* EXERCISE DETAILS *
Please reproduce the game server text below word for word, from "A technique that" up to and including "the client's game.".

=== TEXT PROVIDED ===

Advanced Topics

You must deal with some additional issues to deploy your multi-player game system in the real world. These include handling flaky client connections, dealing with network firewalls, and doing performance profiling and enhancement.

Disconnects and Reconnects

A major headache of game server development is dealing with client disconnections. Players don't take too kindly to a loss of network connection that forces them to forfeit a game. Disconnections can happen for a number of reasons. If the client is on a modem connection, that client might get disconnected. On any connection, there could be heavy network congestion between the client and the server. You must take care to recognize latent or disconnected clients quickly and to gracefully deal with them. Ideally, players should be able to reconnect and pick up where they left off in the game. Depending on the game genre, this might or might not be possible, but it should at least be considered.

Ping Events

A technique that is often used to keep tabs on client connections is to send periodic ping events (also called heartbeat events) between the client and server. Ping events are useful not only for detecting disconnects, but also for measuring latency of the client connection. When a client fails to send a ping event for a certain period of time, you can assume the client is having a connection problem. A thread that monitors those events can then take appropriate action, such as notifying other players in the client's game.

=== MATERIAL SUPPLIED ===

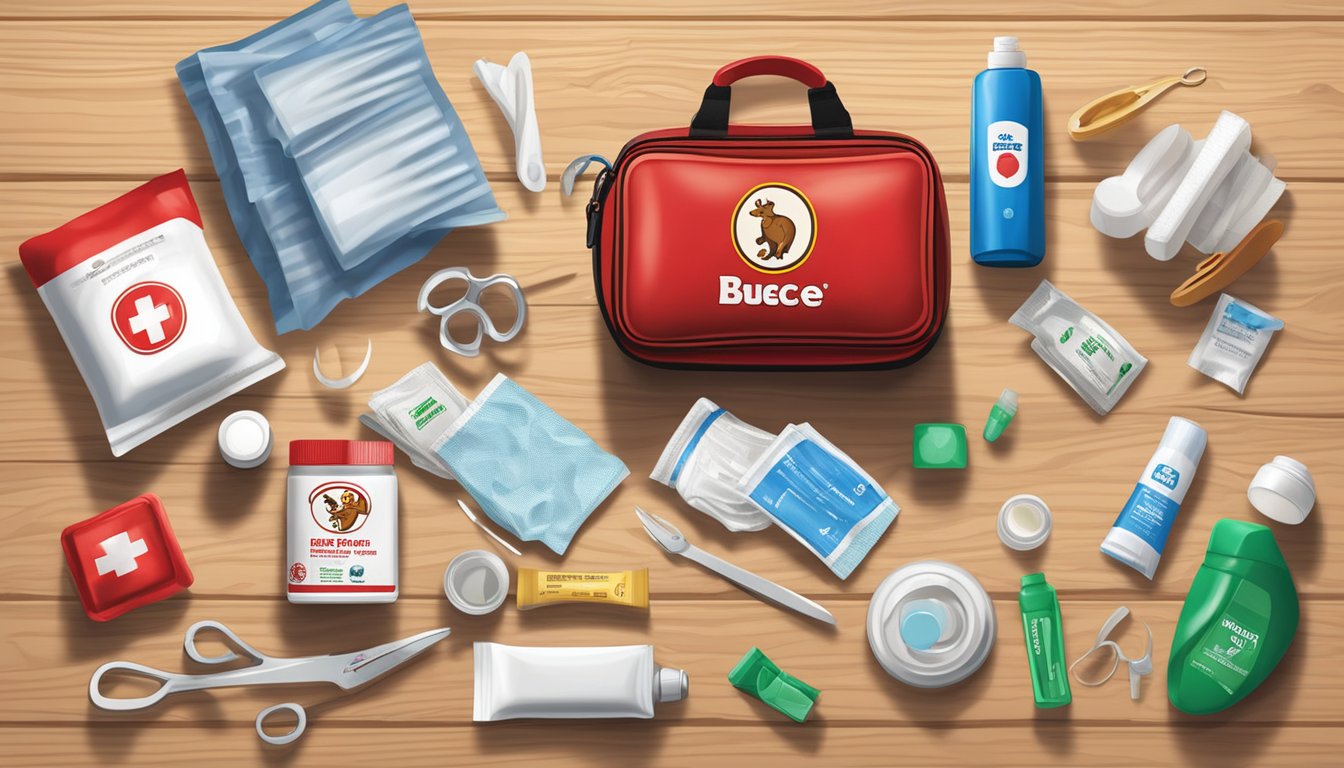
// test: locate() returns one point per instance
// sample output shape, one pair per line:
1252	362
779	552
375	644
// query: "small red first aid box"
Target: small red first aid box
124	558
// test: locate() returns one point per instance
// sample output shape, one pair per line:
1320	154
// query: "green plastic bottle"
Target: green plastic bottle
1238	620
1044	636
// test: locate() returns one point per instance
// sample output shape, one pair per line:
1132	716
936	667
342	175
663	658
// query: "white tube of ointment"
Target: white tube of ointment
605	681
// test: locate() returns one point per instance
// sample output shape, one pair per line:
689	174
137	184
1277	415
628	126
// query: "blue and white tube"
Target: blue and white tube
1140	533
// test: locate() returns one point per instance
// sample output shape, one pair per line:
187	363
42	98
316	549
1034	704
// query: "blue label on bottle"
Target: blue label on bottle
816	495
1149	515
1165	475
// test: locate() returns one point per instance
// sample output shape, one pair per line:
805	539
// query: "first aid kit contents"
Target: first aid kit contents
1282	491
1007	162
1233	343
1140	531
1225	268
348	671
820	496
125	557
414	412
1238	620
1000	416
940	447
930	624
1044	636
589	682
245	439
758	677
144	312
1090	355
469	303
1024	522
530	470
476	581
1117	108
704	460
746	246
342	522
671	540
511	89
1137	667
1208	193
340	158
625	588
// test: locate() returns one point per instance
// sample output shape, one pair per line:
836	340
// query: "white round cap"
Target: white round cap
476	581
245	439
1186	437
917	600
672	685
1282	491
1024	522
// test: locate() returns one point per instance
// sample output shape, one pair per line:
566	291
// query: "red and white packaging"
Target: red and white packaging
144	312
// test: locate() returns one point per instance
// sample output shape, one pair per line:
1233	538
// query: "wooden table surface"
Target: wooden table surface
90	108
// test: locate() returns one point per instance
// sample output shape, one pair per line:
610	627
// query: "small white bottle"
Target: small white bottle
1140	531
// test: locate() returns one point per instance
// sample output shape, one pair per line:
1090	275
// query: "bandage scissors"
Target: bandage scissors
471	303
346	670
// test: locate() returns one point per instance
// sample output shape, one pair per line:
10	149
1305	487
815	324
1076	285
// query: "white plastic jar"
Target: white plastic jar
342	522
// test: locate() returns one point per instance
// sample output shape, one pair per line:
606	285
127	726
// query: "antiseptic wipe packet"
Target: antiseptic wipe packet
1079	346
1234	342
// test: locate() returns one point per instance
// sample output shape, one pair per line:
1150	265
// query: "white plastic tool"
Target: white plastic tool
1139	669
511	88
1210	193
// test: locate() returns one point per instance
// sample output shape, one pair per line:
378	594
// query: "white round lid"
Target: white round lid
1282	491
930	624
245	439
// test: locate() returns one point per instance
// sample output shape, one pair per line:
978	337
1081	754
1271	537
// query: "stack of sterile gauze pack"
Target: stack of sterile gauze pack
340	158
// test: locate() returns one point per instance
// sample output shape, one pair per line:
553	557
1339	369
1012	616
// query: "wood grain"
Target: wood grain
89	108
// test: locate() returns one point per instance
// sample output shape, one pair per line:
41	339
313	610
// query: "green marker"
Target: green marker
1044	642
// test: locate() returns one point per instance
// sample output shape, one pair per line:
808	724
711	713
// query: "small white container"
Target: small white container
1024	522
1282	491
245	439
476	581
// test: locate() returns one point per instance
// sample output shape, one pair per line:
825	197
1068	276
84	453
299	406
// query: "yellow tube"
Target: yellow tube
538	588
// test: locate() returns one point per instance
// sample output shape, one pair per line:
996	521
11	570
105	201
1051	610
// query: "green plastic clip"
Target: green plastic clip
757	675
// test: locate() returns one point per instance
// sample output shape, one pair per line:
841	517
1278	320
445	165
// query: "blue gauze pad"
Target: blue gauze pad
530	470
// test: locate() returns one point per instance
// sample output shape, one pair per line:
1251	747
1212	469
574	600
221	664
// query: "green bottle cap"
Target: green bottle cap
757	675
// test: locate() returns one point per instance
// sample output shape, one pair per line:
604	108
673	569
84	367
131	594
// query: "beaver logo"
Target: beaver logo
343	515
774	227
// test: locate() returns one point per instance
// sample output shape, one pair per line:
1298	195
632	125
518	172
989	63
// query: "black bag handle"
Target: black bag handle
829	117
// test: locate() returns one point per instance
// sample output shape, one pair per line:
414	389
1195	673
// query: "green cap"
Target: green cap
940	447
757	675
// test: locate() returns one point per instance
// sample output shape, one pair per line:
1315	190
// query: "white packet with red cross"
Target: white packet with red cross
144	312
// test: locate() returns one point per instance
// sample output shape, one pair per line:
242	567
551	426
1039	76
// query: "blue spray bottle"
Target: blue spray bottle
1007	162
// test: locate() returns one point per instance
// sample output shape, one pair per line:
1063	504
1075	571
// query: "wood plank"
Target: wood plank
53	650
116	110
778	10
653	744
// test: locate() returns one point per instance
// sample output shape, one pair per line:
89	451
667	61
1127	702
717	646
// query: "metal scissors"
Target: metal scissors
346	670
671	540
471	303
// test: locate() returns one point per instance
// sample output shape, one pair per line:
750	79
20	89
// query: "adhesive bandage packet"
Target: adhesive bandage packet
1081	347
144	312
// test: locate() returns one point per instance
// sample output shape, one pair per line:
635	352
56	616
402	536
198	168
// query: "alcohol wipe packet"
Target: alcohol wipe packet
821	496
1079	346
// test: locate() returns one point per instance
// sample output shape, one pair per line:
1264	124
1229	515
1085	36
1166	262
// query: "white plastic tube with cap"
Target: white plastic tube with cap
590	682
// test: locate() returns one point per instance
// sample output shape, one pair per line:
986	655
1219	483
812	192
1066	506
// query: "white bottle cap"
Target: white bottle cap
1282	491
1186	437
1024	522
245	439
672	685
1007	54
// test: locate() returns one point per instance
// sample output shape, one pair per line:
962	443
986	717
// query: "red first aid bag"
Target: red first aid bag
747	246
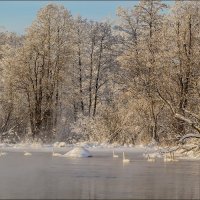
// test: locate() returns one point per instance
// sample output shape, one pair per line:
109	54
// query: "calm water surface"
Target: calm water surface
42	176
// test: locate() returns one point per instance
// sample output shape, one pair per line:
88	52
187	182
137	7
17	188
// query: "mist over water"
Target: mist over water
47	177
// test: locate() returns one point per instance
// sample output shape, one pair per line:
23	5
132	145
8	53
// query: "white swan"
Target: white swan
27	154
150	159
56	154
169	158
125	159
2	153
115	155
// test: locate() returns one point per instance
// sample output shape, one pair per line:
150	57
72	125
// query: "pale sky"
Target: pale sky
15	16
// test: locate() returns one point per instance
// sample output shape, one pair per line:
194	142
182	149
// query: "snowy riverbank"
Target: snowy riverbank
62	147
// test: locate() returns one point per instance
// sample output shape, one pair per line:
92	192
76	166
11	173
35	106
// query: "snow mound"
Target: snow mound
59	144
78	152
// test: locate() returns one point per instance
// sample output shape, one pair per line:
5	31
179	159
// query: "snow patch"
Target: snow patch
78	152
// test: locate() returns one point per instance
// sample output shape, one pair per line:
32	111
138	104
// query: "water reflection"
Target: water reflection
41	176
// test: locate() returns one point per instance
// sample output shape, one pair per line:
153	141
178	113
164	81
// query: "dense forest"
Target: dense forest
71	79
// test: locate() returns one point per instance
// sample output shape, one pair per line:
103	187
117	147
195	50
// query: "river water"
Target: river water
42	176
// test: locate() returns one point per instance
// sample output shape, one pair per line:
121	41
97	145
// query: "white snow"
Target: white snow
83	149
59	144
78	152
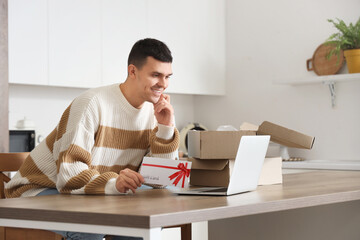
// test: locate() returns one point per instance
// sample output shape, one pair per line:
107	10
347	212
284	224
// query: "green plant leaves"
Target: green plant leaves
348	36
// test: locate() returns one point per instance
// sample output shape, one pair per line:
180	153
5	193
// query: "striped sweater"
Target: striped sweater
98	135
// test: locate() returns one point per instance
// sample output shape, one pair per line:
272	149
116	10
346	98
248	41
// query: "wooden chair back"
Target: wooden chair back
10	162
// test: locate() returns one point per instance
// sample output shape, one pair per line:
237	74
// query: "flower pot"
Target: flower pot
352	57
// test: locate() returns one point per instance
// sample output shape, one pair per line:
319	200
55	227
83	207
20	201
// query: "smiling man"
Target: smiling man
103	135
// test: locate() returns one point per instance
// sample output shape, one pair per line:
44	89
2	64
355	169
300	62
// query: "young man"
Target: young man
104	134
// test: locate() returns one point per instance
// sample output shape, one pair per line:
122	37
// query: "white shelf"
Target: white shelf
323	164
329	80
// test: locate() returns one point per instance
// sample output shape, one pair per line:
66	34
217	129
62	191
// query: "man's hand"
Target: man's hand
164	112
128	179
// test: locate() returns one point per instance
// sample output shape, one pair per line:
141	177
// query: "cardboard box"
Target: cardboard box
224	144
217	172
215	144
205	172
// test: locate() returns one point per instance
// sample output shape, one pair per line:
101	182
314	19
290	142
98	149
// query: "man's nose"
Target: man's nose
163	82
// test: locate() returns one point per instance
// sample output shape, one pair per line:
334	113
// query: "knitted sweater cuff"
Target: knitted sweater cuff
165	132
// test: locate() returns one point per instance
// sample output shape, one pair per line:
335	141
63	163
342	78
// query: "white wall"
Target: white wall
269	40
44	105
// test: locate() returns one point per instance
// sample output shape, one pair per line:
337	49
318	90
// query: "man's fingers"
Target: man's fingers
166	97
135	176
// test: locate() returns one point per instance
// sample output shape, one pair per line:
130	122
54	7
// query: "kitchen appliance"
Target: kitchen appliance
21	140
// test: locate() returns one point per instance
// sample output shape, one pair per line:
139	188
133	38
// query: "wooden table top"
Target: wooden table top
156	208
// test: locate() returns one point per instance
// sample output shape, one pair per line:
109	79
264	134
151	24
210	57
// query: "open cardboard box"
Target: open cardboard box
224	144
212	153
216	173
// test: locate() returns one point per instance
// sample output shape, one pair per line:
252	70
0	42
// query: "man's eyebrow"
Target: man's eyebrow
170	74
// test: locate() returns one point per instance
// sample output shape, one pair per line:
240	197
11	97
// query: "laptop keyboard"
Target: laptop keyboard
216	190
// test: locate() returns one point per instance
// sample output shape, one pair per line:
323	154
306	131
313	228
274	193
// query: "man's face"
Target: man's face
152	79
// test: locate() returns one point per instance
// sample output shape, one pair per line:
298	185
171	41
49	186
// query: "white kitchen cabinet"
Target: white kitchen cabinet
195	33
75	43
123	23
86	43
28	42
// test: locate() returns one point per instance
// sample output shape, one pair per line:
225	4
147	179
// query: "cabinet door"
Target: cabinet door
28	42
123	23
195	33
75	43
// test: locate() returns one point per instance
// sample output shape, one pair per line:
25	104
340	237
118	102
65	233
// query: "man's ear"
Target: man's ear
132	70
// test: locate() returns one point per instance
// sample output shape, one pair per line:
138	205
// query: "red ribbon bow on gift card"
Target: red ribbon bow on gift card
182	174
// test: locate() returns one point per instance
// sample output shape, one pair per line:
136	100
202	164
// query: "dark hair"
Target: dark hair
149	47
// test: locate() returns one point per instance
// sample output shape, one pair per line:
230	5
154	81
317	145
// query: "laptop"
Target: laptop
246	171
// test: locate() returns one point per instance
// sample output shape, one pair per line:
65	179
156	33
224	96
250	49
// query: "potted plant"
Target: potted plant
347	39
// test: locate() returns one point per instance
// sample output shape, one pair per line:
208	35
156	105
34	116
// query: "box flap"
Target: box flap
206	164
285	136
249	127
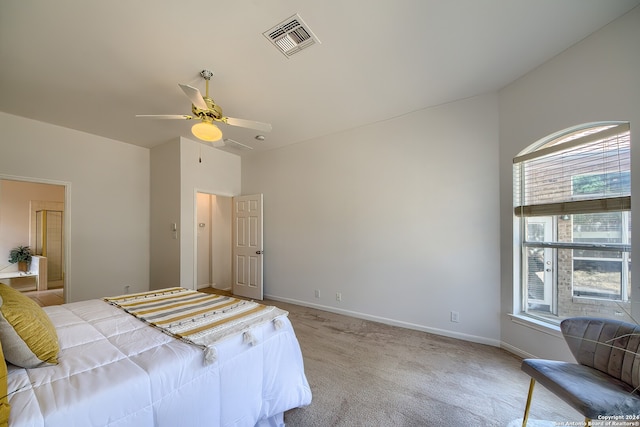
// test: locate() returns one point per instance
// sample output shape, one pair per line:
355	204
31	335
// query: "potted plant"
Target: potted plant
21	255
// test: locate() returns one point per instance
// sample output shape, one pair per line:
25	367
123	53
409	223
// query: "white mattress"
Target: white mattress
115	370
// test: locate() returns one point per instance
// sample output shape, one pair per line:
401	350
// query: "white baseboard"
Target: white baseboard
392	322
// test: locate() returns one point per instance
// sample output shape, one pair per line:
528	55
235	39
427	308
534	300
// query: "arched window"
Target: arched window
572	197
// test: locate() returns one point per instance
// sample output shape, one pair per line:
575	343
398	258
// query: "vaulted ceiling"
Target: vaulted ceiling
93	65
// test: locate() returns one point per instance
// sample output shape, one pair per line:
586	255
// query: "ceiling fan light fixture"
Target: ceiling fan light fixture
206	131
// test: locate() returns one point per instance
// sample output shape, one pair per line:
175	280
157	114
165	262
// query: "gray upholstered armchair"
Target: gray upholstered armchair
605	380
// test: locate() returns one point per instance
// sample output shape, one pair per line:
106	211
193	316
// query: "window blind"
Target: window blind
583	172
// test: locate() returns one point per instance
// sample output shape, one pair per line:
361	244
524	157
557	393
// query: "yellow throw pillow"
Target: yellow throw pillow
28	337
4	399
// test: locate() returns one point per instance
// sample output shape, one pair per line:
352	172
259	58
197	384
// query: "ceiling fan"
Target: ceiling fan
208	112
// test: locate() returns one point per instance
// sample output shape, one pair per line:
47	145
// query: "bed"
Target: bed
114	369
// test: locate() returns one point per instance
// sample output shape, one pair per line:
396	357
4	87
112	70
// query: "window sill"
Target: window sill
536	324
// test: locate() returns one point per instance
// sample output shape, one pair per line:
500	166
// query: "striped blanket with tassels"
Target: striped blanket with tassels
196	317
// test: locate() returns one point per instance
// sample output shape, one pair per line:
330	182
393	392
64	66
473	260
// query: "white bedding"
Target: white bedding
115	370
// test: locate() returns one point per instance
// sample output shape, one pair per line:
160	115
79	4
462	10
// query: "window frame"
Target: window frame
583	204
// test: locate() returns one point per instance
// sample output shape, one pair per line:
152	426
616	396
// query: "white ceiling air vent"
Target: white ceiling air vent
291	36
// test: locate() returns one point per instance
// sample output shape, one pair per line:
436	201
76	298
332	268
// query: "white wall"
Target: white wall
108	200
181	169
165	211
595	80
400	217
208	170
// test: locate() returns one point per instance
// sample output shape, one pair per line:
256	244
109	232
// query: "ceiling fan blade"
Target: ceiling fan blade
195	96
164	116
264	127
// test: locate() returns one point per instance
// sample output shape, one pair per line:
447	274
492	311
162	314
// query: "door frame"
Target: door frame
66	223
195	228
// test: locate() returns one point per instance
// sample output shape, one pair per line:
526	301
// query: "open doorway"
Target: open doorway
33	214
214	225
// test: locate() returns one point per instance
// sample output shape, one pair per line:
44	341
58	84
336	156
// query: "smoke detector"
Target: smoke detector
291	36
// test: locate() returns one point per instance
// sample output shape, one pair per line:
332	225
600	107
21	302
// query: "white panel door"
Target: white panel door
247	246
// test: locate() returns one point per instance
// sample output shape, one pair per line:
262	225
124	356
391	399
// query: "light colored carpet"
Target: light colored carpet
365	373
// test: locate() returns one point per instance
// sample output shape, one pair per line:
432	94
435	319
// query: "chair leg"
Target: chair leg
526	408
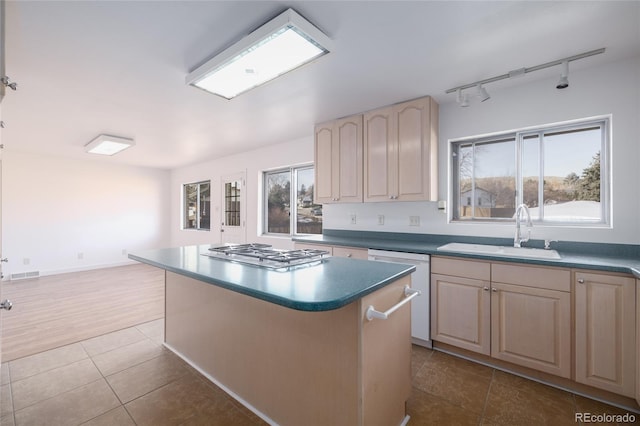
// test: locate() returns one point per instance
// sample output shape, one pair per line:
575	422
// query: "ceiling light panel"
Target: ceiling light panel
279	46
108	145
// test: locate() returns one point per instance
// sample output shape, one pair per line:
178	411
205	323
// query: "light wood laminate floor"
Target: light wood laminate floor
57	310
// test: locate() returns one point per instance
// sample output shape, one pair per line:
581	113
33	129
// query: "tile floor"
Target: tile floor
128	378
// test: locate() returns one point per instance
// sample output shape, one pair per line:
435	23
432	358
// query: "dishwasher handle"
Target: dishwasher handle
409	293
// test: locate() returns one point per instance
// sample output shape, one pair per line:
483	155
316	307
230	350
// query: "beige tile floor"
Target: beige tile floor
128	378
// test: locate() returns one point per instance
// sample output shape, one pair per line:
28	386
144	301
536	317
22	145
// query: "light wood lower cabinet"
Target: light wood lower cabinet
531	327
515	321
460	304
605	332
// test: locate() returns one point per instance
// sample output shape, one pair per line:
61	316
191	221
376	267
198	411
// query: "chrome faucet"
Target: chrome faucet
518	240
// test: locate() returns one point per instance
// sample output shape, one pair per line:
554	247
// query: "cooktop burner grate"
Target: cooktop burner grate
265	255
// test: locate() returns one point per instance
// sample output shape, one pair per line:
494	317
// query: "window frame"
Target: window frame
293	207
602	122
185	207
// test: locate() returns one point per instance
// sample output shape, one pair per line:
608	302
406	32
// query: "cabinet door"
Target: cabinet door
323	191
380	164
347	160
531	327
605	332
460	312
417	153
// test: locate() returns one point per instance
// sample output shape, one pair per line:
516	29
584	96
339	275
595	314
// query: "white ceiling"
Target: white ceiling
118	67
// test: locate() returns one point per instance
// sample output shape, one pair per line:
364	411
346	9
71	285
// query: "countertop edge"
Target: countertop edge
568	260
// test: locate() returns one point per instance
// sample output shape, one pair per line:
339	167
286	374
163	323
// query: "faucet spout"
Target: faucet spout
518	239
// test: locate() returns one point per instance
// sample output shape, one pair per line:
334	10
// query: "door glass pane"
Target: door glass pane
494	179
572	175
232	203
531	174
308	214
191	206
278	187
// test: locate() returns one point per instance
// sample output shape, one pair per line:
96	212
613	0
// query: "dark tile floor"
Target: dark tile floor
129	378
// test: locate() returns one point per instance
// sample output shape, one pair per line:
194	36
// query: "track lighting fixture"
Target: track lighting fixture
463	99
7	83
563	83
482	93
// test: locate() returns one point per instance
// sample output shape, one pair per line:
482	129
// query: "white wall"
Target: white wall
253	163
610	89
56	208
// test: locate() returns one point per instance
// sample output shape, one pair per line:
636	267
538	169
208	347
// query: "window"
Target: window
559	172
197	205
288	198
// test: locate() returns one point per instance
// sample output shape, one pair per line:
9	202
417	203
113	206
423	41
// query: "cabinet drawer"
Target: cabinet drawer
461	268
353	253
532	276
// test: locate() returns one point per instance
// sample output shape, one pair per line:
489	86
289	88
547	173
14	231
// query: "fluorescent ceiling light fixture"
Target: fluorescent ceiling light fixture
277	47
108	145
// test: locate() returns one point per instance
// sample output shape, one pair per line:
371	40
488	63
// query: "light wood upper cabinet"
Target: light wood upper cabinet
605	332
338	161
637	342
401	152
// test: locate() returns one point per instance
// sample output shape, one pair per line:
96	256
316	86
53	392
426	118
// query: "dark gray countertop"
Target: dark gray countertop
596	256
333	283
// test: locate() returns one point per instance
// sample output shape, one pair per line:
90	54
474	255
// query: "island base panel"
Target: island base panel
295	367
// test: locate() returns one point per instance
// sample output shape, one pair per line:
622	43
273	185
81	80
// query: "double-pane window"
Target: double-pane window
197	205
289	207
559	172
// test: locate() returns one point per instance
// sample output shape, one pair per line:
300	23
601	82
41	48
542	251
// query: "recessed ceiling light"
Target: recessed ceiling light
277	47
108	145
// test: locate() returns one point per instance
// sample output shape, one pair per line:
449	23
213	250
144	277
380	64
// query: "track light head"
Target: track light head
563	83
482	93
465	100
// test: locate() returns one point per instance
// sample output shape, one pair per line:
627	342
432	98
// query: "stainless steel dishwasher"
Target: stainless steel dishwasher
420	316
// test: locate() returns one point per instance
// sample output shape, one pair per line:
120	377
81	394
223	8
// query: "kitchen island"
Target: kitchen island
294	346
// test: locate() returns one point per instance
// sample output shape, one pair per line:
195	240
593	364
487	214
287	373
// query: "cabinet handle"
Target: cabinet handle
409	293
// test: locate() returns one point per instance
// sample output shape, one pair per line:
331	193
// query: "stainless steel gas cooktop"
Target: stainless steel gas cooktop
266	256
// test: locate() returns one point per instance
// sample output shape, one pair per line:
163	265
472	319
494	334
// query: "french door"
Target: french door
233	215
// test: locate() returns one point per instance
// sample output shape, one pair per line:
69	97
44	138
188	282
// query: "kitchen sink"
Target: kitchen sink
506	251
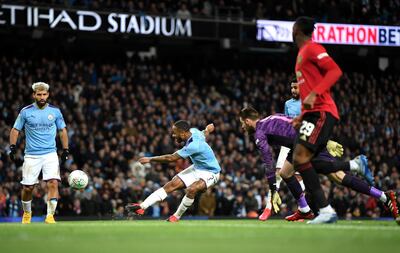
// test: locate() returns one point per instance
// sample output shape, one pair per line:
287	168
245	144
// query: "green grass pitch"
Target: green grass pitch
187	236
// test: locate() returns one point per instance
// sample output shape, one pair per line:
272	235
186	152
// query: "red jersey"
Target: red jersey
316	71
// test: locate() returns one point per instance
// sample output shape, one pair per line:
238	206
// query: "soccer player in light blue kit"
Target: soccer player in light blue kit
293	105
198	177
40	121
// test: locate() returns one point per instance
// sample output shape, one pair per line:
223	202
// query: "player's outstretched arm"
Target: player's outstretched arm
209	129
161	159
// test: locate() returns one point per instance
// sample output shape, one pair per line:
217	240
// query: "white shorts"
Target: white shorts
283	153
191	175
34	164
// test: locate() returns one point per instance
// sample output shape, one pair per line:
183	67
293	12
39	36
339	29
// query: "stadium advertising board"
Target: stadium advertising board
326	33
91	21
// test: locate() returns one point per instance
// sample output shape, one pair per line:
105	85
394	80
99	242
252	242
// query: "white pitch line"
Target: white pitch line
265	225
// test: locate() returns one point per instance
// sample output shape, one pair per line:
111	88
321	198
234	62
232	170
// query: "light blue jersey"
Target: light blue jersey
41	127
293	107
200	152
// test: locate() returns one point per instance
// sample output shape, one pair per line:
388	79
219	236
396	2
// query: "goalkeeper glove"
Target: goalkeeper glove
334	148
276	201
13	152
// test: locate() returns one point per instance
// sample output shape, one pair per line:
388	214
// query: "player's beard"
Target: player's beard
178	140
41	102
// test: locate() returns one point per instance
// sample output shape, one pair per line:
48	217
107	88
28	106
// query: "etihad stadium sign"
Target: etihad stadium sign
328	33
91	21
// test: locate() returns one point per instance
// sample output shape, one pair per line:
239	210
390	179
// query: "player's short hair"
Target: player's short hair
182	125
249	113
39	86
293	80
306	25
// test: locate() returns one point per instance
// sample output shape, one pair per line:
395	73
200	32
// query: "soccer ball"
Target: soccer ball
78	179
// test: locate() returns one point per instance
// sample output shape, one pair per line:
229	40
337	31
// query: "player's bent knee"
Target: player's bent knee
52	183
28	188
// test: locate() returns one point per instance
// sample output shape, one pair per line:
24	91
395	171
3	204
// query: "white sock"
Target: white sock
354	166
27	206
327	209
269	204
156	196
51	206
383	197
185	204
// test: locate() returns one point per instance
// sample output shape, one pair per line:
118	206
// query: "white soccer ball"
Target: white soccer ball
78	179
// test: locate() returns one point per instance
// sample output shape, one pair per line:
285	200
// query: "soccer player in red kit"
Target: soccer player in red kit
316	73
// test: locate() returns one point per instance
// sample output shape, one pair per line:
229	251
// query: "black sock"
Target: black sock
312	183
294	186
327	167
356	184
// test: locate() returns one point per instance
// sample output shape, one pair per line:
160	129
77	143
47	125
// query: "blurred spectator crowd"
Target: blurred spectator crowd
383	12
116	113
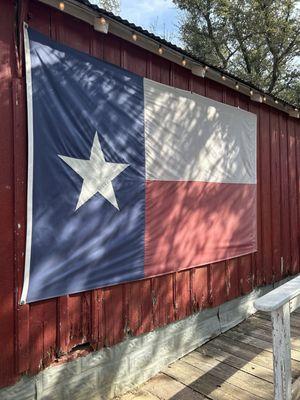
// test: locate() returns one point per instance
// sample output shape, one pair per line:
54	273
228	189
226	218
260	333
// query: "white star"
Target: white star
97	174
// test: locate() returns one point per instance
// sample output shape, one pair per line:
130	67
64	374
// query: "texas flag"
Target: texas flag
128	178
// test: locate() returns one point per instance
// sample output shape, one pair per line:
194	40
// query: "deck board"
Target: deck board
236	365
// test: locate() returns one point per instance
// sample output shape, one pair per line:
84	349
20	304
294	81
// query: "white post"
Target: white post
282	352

===

* RESULT FOR THIS TASK *
A technique that is often used to keep tabs on client connections is to send periodic ping events (also called heartbeat events) between the client and server. Ping events are useful not only for detecting disconnects, but also for measuring latency of the client connection. When a client fails to send a ping event for a certain period of time, you can assume the client is having a connection problem. A thread that monitors those events can then take appropriate action, such as notifying other players in the client's game.